— Begin Supplied passage —

Well...I like it, but somehow looks too old, not modern at all, like a retro car.


----------



## TD (Dec 19, 2001)

DougDogs said:


> Adrian's back :wave: :clap:
> 
> but, stop driving the X3, I have seen one a few times near the main office in NJ :tsk: :tsk: get yourself one of the new 6 series


 These images are currently posted to our public website at designworksusa.com (or click on the link in my signature). They are part of our design portfolio.

Clearly, we do not go through the effort to design a vehicle such as the one in these images purely for our own enjoyment. AG requested a design study. However, as with many/most models, our design is just one of the designs being considered for possible production. It's existence does not mean it will be produced.

We are very proud of this design, which is why it is displayed in our web portfolio. And we would love to see it produced. However, we do not know if it actually will be produced. That is not our decision to make.

I hope this clears things up.

(And, Mr. Dogs, I have chosen the X3 because it's faux-masculinity matches my personality perfectly.)


----------



## PhilH (Jun 7, 2002)

All BSing aside, someone should tell BMW that they actually have a popular design on their hands. In a world where it's fashionable to bash Bangle, it's surprising that nearly 70% of car enthusiasts admit to liking a new BMW. A bunch of these guys are obviously VW owners as well, which is exactly the group to which the 1-series is being marketed.

http://forums.vwvortex.com/zerothread?id=1039419



> Like it (69%, 69 votes)
> 
> Dont like it (30%, 30 votes)
> 
> (99 total votes)


----------



## ARCHER (Dec 26, 2001)

Damn - I really like it! 

This is the most coherent BMW design I have seen in quite some time. :thumbup:


----------



## tgravo2 (Dec 7, 2002)

I think it looks cool


----------

— End Supplied passage —
— Begin Information provided —

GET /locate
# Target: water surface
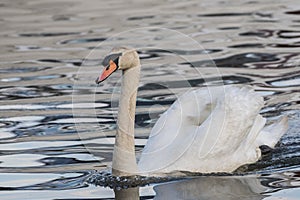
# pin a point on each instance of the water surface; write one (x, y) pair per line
(57, 126)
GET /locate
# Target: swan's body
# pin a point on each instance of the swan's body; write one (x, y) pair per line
(206, 130)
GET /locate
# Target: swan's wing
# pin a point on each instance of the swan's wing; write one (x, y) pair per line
(175, 130)
(207, 130)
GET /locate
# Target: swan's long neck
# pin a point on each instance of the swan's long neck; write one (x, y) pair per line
(124, 160)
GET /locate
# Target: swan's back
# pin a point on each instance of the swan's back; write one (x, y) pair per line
(208, 130)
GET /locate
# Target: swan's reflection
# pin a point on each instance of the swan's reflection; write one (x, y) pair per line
(127, 194)
(204, 188)
(232, 188)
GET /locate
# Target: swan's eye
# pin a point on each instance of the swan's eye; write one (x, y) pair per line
(111, 68)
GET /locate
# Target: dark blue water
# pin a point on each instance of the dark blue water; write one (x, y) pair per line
(57, 127)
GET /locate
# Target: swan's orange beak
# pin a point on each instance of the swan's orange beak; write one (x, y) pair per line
(111, 68)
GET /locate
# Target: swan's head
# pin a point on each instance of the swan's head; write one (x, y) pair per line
(121, 58)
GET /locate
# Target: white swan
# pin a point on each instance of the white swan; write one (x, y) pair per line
(207, 130)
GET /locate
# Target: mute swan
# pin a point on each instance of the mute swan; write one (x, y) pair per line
(206, 130)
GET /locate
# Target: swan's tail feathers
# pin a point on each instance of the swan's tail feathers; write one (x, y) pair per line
(270, 135)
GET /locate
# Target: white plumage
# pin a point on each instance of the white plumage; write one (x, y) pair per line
(207, 130)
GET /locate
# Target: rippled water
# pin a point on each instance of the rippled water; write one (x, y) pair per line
(57, 126)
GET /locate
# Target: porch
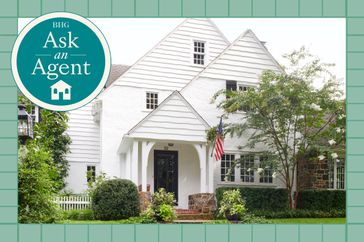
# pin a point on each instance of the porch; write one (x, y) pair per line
(184, 168)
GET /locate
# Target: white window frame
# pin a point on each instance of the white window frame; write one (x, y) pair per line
(87, 166)
(252, 172)
(237, 174)
(264, 176)
(335, 177)
(222, 179)
(146, 100)
(205, 54)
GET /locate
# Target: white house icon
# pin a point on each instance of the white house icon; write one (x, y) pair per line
(62, 88)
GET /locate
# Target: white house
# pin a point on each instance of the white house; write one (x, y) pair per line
(62, 89)
(150, 124)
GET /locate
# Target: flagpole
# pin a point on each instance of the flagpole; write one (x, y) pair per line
(213, 144)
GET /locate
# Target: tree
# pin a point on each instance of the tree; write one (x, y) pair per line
(36, 185)
(292, 118)
(50, 135)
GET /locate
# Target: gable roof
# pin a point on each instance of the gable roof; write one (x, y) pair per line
(244, 60)
(61, 84)
(116, 71)
(154, 69)
(173, 119)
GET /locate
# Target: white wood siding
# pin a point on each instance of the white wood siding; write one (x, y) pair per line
(169, 66)
(244, 61)
(85, 136)
(173, 120)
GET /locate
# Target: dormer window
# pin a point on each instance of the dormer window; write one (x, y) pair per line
(151, 100)
(199, 51)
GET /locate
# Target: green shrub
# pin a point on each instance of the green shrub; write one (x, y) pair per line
(86, 214)
(115, 199)
(259, 198)
(232, 204)
(161, 208)
(36, 186)
(166, 213)
(321, 200)
(300, 213)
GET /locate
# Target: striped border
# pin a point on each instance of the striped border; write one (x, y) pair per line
(352, 10)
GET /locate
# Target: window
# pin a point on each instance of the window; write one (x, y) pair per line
(336, 174)
(91, 173)
(231, 85)
(266, 175)
(226, 165)
(152, 100)
(247, 168)
(243, 88)
(340, 182)
(199, 51)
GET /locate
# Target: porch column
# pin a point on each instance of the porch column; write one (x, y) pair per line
(201, 150)
(128, 164)
(146, 147)
(211, 161)
(134, 163)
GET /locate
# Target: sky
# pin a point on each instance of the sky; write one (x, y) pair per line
(129, 39)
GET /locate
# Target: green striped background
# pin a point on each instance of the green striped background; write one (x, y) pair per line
(352, 10)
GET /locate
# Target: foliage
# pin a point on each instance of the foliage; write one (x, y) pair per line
(232, 204)
(115, 199)
(259, 198)
(161, 208)
(289, 116)
(50, 134)
(300, 213)
(247, 219)
(166, 213)
(93, 184)
(36, 185)
(323, 200)
(162, 197)
(85, 214)
(131, 220)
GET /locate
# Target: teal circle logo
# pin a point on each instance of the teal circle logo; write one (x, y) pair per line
(61, 61)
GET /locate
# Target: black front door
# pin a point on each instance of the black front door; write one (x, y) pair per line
(166, 171)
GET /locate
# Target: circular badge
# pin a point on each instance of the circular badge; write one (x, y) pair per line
(61, 61)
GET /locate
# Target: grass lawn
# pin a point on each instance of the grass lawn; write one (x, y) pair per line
(274, 221)
(309, 221)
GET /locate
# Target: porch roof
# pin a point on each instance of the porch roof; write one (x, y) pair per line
(173, 120)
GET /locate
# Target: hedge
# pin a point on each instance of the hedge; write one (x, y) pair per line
(321, 200)
(271, 199)
(115, 199)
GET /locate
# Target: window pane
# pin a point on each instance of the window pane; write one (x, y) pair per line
(231, 85)
(247, 168)
(266, 176)
(227, 174)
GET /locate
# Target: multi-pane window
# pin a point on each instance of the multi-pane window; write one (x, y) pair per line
(336, 174)
(243, 88)
(199, 50)
(247, 168)
(231, 85)
(340, 174)
(91, 173)
(151, 100)
(227, 171)
(266, 175)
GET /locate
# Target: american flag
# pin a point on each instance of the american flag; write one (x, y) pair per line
(219, 142)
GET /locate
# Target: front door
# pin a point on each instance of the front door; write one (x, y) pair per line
(166, 171)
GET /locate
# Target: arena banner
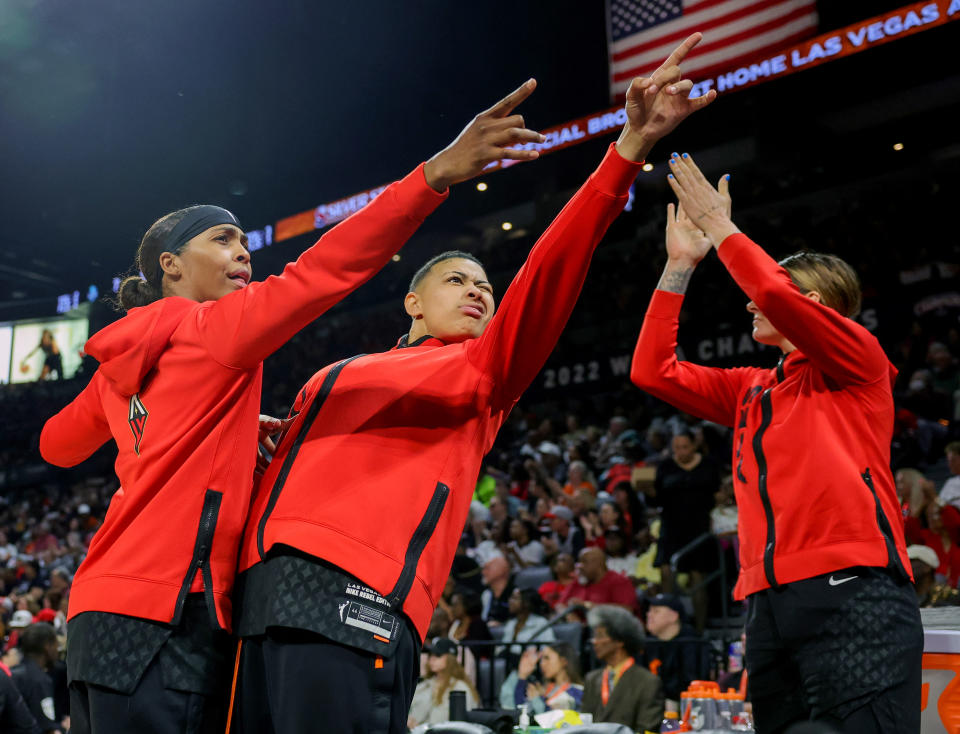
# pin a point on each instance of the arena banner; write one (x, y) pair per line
(812, 52)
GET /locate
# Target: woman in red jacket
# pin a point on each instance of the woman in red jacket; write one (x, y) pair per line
(832, 623)
(357, 519)
(178, 390)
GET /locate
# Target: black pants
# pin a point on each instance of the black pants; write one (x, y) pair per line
(843, 648)
(293, 681)
(150, 709)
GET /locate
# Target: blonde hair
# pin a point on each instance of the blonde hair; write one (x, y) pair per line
(833, 278)
(445, 679)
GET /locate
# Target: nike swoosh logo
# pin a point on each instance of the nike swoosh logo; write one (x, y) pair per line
(837, 582)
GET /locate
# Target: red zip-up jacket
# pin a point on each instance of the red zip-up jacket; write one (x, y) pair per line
(178, 389)
(376, 473)
(811, 463)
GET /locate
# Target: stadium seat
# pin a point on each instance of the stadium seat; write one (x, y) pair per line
(487, 693)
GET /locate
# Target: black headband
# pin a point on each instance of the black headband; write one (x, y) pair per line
(198, 219)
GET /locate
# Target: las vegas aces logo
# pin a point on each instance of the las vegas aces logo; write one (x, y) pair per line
(137, 418)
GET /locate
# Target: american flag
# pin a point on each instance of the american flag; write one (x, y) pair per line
(644, 32)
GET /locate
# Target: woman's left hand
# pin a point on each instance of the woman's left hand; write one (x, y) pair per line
(708, 208)
(269, 427)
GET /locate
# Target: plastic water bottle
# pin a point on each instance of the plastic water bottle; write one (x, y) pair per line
(671, 721)
(735, 656)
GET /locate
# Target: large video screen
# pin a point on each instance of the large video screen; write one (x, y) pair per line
(6, 341)
(46, 350)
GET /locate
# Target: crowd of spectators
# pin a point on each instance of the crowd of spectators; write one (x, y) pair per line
(581, 505)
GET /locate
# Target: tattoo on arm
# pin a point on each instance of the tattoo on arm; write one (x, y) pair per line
(675, 280)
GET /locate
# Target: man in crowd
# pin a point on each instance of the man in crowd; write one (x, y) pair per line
(924, 562)
(40, 651)
(674, 651)
(15, 717)
(496, 597)
(566, 537)
(621, 691)
(950, 492)
(598, 585)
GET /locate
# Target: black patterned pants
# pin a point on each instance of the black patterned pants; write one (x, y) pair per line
(843, 648)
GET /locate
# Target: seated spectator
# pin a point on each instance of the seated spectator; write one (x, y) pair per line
(496, 597)
(523, 549)
(647, 574)
(562, 566)
(609, 444)
(924, 562)
(674, 652)
(631, 508)
(560, 687)
(39, 646)
(431, 699)
(465, 571)
(940, 534)
(619, 558)
(621, 691)
(525, 620)
(578, 477)
(566, 537)
(466, 608)
(598, 585)
(15, 717)
(950, 492)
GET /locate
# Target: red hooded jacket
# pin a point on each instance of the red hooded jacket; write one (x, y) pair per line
(812, 443)
(376, 473)
(178, 390)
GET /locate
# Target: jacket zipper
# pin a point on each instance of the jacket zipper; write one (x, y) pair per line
(766, 417)
(322, 394)
(201, 558)
(883, 524)
(423, 533)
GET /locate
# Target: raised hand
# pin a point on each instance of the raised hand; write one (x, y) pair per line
(658, 103)
(686, 242)
(528, 663)
(487, 138)
(707, 207)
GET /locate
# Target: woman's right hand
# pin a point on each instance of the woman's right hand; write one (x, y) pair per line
(487, 138)
(528, 663)
(686, 243)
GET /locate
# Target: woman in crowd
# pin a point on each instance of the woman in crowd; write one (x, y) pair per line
(560, 686)
(822, 552)
(466, 608)
(526, 621)
(178, 391)
(52, 359)
(523, 548)
(445, 674)
(399, 437)
(563, 567)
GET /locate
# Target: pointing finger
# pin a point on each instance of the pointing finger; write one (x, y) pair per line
(506, 105)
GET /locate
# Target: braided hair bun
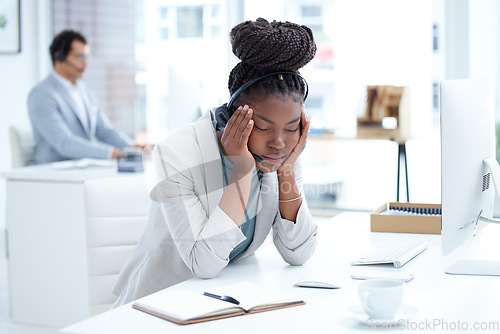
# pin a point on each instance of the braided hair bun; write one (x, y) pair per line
(265, 47)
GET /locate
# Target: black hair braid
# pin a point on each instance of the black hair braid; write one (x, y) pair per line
(265, 47)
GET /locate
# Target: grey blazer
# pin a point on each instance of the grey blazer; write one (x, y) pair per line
(59, 133)
(187, 233)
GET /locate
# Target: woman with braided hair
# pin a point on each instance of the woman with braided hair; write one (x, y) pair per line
(225, 181)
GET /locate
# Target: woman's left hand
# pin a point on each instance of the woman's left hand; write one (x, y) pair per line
(301, 144)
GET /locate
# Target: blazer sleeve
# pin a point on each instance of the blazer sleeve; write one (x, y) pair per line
(44, 111)
(203, 239)
(296, 241)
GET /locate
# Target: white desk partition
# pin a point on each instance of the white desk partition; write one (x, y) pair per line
(445, 303)
(49, 272)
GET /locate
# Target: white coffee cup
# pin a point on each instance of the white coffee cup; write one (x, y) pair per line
(381, 298)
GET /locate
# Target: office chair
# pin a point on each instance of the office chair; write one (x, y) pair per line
(22, 145)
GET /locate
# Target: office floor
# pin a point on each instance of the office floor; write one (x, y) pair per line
(6, 326)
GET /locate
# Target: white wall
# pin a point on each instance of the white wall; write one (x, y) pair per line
(20, 72)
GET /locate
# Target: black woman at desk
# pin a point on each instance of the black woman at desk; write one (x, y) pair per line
(225, 181)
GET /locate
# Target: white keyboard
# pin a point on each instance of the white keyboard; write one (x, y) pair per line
(397, 253)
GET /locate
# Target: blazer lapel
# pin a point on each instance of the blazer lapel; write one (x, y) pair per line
(266, 213)
(90, 111)
(212, 164)
(73, 106)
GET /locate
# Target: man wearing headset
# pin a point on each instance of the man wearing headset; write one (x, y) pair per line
(66, 119)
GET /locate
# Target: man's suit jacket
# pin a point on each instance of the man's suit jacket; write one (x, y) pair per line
(188, 234)
(60, 134)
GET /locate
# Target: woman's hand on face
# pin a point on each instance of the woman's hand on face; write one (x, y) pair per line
(234, 139)
(301, 144)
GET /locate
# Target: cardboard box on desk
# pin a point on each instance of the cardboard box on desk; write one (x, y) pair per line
(426, 224)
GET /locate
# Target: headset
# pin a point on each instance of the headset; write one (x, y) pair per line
(225, 111)
(61, 56)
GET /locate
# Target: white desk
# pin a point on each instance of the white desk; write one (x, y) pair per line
(47, 253)
(457, 300)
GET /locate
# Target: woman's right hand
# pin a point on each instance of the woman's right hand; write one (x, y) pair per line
(234, 139)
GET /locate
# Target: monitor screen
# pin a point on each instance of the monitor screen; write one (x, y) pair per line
(467, 139)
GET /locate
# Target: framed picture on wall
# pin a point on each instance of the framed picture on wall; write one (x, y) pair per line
(10, 26)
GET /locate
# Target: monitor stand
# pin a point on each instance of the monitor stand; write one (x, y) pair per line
(481, 267)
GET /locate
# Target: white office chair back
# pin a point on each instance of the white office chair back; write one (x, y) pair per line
(22, 145)
(116, 211)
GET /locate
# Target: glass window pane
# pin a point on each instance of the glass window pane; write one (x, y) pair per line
(163, 13)
(189, 22)
(311, 11)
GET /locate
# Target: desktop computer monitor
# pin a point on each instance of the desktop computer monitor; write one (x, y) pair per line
(468, 168)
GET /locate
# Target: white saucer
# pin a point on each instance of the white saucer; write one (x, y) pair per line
(357, 313)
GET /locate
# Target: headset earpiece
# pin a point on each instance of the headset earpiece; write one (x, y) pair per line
(61, 56)
(222, 116)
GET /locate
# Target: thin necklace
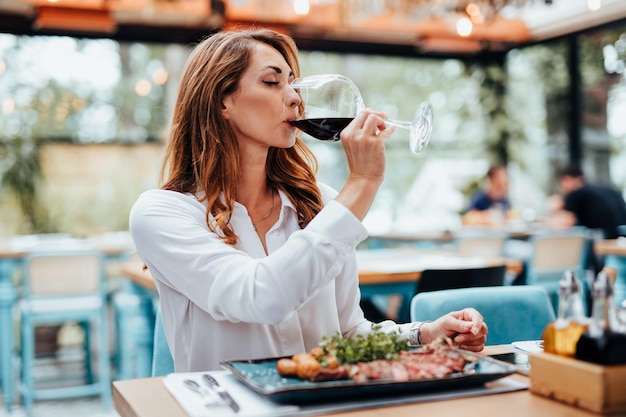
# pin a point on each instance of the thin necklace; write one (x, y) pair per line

— End Information provided —

Goals:
a. Name everyone who has their own dated post heading in the forum thread about the BMW design.
b. In the forum thread about the BMW design, write out the part starting with "Clearly, we do" and going on through "decision to make.", but switch "web portfolio" to "online portfolio".

Solution set:
a. TD, PhilH, ARCHER, tgravo2

b.
Clearly, we do not go through the effort to design a vehicle such as the one in these images purely for our own enjoyment. AG requested a design study. However, as with many/most models, our design is just one of the designs being considered for possible production. It's existence does not mean it will be produced.

We are very proud of this design, which is why it is displayed in our online portfolio. And we would love to see it produced. However, we do not know if it actually will be produced. That is not our decision to make.